→ DATA EXTRACT

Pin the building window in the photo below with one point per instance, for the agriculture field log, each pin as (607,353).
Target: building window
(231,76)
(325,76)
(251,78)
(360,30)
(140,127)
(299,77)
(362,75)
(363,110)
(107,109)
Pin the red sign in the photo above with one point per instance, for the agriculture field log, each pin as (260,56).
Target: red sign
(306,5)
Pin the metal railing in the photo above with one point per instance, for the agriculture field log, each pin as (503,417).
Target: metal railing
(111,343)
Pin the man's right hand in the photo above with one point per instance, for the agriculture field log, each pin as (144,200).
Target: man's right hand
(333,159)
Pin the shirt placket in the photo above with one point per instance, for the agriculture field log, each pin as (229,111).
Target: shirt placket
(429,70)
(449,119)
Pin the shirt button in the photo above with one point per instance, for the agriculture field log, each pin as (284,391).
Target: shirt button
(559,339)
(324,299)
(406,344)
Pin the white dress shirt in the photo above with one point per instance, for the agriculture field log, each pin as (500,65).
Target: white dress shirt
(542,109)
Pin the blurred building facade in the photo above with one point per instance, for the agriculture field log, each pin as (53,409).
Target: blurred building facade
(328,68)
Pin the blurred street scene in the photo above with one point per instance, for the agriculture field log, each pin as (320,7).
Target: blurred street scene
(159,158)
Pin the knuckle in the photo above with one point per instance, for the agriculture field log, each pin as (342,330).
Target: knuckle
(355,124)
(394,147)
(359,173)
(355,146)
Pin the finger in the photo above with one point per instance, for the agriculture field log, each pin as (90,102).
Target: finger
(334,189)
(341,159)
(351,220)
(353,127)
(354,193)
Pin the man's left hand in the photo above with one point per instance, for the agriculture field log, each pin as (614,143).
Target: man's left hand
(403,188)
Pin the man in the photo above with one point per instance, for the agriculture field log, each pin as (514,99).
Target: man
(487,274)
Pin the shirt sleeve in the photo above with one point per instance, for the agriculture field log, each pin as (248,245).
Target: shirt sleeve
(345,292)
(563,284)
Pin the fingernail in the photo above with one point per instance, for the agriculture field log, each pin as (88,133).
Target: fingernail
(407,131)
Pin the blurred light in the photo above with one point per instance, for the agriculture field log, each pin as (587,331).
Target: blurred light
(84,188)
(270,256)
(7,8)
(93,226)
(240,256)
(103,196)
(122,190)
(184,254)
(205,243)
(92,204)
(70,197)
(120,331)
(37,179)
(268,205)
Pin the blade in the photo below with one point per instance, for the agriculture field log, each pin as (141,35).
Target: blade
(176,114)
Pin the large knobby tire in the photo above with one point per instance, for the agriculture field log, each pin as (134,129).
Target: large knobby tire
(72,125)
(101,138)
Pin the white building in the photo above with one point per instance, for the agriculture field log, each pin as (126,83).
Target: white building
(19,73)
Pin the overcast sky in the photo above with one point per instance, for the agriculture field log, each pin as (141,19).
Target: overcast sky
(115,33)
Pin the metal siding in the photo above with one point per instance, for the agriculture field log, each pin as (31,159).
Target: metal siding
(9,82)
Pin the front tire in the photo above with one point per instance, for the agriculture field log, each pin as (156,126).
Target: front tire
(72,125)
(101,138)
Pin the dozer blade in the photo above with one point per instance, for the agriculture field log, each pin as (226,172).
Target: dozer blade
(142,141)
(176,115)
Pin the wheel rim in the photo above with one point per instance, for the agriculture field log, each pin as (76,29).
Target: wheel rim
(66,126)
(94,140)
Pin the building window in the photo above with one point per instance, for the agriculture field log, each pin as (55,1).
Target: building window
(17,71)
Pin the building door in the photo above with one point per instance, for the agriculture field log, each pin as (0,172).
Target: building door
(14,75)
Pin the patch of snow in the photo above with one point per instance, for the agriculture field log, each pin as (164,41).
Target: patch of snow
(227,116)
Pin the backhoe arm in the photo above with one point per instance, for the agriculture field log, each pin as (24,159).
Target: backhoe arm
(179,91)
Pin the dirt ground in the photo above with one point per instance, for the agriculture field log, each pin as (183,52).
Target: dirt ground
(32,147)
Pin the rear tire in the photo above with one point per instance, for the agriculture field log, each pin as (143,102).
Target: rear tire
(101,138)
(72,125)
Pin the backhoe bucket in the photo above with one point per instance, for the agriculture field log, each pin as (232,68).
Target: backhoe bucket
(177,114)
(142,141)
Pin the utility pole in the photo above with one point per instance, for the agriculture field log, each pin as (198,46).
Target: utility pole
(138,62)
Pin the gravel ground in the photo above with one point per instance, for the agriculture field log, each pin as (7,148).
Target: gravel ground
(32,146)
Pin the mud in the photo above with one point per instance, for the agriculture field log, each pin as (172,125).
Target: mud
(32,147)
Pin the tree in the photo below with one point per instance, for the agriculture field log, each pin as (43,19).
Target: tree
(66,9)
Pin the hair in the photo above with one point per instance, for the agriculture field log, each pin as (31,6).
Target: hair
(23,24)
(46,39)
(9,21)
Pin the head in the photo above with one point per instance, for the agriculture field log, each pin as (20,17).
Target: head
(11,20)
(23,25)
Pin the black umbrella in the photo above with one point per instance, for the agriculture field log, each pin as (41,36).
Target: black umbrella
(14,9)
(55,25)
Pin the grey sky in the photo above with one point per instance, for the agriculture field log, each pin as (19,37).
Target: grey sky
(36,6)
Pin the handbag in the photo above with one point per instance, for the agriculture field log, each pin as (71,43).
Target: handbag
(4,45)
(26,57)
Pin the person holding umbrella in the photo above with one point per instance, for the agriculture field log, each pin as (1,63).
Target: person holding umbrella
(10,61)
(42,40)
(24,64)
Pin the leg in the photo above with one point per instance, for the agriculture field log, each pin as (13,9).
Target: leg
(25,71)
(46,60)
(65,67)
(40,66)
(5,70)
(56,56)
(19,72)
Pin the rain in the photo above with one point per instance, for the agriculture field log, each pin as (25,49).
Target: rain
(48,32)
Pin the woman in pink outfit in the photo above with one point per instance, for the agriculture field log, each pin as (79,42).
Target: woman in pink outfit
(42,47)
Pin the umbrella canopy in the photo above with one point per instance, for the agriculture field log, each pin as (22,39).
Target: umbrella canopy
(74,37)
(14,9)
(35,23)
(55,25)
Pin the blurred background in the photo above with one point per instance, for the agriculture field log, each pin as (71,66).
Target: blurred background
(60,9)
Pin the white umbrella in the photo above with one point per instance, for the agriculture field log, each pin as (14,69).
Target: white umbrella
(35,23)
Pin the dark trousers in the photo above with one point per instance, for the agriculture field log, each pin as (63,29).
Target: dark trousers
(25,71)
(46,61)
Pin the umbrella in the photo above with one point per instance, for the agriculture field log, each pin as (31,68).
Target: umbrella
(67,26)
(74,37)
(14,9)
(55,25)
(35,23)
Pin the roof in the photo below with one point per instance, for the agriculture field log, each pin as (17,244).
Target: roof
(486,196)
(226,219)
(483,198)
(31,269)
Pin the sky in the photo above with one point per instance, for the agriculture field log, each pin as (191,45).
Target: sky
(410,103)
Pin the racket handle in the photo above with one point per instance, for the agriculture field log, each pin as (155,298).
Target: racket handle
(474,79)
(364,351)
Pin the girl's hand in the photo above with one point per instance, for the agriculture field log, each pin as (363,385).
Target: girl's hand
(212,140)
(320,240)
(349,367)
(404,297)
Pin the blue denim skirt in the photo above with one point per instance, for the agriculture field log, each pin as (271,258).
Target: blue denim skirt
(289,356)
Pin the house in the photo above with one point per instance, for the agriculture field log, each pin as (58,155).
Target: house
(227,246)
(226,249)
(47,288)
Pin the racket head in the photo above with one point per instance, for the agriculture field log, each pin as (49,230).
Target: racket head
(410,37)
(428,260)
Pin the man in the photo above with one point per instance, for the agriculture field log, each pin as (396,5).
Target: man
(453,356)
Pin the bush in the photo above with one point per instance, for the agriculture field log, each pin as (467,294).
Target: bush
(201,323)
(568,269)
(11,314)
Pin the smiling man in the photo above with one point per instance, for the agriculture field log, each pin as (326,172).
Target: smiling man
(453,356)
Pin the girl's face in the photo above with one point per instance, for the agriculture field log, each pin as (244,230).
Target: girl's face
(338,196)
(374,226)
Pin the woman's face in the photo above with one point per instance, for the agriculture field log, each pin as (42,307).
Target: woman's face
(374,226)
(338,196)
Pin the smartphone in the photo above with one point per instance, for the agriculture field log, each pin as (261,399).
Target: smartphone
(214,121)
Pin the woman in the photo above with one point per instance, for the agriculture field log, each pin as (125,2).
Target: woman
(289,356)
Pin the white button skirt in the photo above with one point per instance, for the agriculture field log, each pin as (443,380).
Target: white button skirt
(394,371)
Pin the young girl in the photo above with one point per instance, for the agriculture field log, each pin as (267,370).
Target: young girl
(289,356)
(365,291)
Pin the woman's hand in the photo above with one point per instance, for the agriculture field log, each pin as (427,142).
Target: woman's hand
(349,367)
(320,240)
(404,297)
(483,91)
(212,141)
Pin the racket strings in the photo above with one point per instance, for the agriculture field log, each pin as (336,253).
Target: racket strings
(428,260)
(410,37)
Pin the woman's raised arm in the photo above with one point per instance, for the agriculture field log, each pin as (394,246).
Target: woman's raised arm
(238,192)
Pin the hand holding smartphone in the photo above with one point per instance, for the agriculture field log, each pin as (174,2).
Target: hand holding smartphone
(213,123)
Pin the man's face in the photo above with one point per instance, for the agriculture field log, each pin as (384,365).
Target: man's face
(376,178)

→ DESCRIPTION OF THE TASK
Take every line from the one containing "Pin the woman's hand" to the end of the listing and output it exactly, with nothing else.

→ TASK RESPONSE
Pin the woman's hand in the photo above with one point per instance, for the agriculture field log, each pin as (427,142).
Target: woman's hand
(349,367)
(320,240)
(404,297)
(483,91)
(212,141)
Pin the racket strings in the photo above with one point per instance, for the agriculture field log, each pin as (336,253).
Target: racket strings
(428,260)
(410,37)
Pin the woman's raised arm in the photo above with one point per instance, for the agriculture field log, each pin as (394,246).
Target: woman's raised arm
(238,192)
Pin the hand holding smartphone in the photo above with one point per instance, for the agriculture field log, each pin as (174,2).
Target: hand holding smartphone
(213,123)
Pin the man's face in the photo above with one point per instance, for the agriculture field log, each pin as (384,365).
Target: man's face
(376,178)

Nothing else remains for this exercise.